** Records for this task **
──────────

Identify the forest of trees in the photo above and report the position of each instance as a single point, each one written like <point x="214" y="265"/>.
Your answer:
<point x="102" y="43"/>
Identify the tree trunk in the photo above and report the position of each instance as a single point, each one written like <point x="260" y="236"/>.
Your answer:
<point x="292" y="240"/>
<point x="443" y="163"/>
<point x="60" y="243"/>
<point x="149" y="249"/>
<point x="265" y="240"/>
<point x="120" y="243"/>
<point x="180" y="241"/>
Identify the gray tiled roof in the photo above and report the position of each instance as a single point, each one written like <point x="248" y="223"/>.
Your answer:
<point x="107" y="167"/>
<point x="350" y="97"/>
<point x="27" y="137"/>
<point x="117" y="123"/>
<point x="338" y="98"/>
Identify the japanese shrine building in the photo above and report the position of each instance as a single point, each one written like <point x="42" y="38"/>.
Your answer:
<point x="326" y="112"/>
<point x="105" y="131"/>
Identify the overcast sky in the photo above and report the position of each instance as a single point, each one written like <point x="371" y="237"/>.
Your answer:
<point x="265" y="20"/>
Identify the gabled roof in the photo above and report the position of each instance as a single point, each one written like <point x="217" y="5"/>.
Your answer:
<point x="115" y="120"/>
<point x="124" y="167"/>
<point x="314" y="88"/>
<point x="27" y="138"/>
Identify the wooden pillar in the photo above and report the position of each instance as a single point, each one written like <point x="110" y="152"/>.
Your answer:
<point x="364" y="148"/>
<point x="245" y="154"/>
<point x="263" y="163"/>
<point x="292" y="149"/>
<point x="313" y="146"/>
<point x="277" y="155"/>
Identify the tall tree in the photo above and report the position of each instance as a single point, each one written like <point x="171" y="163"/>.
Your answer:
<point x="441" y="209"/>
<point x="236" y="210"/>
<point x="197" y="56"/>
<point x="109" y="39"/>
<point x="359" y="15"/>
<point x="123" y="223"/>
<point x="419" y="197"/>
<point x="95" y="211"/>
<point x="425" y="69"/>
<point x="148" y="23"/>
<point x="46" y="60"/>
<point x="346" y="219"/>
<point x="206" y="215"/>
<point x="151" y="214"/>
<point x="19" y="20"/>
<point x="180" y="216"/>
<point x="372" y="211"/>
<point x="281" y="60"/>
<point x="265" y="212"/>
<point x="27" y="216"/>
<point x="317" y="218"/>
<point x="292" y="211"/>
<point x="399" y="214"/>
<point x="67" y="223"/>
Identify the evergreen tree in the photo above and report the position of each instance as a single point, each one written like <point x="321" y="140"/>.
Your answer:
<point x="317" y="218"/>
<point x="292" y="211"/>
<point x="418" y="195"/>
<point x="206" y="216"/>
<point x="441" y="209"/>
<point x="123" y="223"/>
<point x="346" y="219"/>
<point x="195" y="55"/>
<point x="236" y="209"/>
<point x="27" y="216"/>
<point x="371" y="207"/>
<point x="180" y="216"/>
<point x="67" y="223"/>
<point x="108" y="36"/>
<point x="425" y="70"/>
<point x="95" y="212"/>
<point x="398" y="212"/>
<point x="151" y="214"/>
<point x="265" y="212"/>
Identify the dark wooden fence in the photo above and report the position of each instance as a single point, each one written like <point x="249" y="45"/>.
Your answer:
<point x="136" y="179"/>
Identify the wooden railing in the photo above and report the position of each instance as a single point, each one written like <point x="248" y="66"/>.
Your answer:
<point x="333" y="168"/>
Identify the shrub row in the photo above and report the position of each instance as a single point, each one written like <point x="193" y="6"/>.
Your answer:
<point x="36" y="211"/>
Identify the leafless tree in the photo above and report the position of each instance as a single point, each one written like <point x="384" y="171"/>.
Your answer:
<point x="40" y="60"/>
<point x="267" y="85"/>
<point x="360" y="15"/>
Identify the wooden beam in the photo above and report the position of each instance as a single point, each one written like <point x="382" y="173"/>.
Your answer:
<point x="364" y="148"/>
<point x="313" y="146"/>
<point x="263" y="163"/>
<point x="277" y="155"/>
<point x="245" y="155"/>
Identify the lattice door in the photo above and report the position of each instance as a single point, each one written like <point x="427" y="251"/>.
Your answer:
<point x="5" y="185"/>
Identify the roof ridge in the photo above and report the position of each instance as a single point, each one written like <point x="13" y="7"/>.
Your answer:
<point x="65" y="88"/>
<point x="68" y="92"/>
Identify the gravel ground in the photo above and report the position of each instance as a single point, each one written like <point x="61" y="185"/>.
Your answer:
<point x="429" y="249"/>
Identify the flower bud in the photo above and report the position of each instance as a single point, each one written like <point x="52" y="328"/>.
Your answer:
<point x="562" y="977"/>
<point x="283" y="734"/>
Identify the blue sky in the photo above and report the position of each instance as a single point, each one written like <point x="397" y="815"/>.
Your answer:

──────────

** Description of the task **
Return the data in full, with each line kept exactly as it is.

** Expected output **
Identify the forest of trees in the photo above and report the position of each instance as a single point, each one written like <point x="214" y="265"/>.
Your answer:
<point x="102" y="43"/>
Identify the tree trunk in the photo above and report the position of each instance as a single point, each one written like <point x="260" y="236"/>.
Your answer:
<point x="292" y="240"/>
<point x="443" y="163"/>
<point x="60" y="243"/>
<point x="149" y="249"/>
<point x="265" y="240"/>
<point x="120" y="243"/>
<point x="180" y="241"/>
Identify the gray tiled roof in the photo above and report the position of each instance as a single point, each one written like <point x="248" y="223"/>.
Your answer:
<point x="107" y="167"/>
<point x="350" y="97"/>
<point x="27" y="137"/>
<point x="117" y="123"/>
<point x="338" y="98"/>
Identify the japanese shrine building in the photo above and report the position of each instance as a single point, each one written like <point x="42" y="38"/>.
Your answer:
<point x="326" y="112"/>
<point x="105" y="131"/>
Identify the overcast sky in the photo above and report the position of each instance as a single point, each one written like <point x="371" y="237"/>.
Your answer:
<point x="265" y="20"/>
Identify the gabled roof in the photo above and report the position of each instance as a single point, each one written like <point x="217" y="5"/>.
Your answer:
<point x="115" y="120"/>
<point x="124" y="167"/>
<point x="314" y="88"/>
<point x="27" y="138"/>
Identify the wooden pillar in the photo above and report the position of each instance as a single point, each one written like <point x="110" y="152"/>.
Your answer:
<point x="364" y="148"/>
<point x="245" y="154"/>
<point x="263" y="163"/>
<point x="292" y="149"/>
<point x="313" y="146"/>
<point x="277" y="155"/>
Identify the tall tree in the photo above and report the position of each instance as a single point, each one written like <point x="171" y="163"/>.
Your answer:
<point x="441" y="209"/>
<point x="236" y="210"/>
<point x="197" y="56"/>
<point x="109" y="39"/>
<point x="359" y="15"/>
<point x="123" y="223"/>
<point x="419" y="197"/>
<point x="95" y="211"/>
<point x="425" y="69"/>
<point x="148" y="23"/>
<point x="46" y="60"/>
<point x="346" y="219"/>
<point x="206" y="215"/>
<point x="151" y="214"/>
<point x="19" y="20"/>
<point x="180" y="216"/>
<point x="372" y="211"/>
<point x="281" y="60"/>
<point x="265" y="212"/>
<point x="27" y="216"/>
<point x="317" y="218"/>
<point x="292" y="211"/>
<point x="399" y="214"/>
<point x="67" y="223"/>
Identify the evergreen tree in the photo above and report the position of each instance as a single point, each one written like <point x="321" y="140"/>.
Your answer:
<point x="317" y="218"/>
<point x="292" y="211"/>
<point x="418" y="195"/>
<point x="206" y="216"/>
<point x="441" y="209"/>
<point x="123" y="223"/>
<point x="346" y="219"/>
<point x="195" y="55"/>
<point x="236" y="209"/>
<point x="27" y="216"/>
<point x="371" y="207"/>
<point x="180" y="216"/>
<point x="67" y="223"/>
<point x="108" y="36"/>
<point x="425" y="70"/>
<point x="95" y="212"/>
<point x="398" y="212"/>
<point x="151" y="214"/>
<point x="265" y="212"/>
Identify the dark wooden fence in the photo above and report the position of each instance as a single point, each one written like <point x="249" y="45"/>.
Your answer:
<point x="136" y="179"/>
Identify the wooden railing in the photo above and report the position of each instance as a single point, each one written like <point x="248" y="66"/>.
Your answer:
<point x="333" y="168"/>
Identify the shrub row in the photo above and report the position of each instance as a single point, each one written like <point x="193" y="6"/>.
Your answer:
<point x="36" y="211"/>
Identify the leafless tree in the photo above and report the position of each instance as a single point, each one written like <point x="384" y="171"/>.
Your answer:
<point x="40" y="60"/>
<point x="267" y="85"/>
<point x="360" y="15"/>
Identify the wooden beam in the photo above and report the position of each instance as a single point, each one written like <point x="382" y="173"/>.
Your answer:
<point x="364" y="148"/>
<point x="313" y="146"/>
<point x="263" y="163"/>
<point x="277" y="155"/>
<point x="245" y="155"/>
Identify the lattice door in the photo above and report the position of each instance as a single point, each one written like <point x="427" y="251"/>.
Your answer:
<point x="5" y="185"/>
Identify the roof ridge in the photo above and report the position of each instance as a single point, each one written like <point x="13" y="7"/>.
Your answer:
<point x="65" y="88"/>
<point x="68" y="92"/>
Identify the gravel ground in the photo above and report the position of each instance as a single point, each one written like <point x="61" y="185"/>.
Your answer:
<point x="429" y="249"/>
Identify the flower bud in the photo above and report the position of each instance as a single point, each one written like <point x="52" y="328"/>.
Your answer:
<point x="562" y="977"/>
<point x="283" y="734"/>
Identify the blue sky in the photo above and report the position of each instance as a single point, each one written like <point x="397" y="815"/>.
Your answer:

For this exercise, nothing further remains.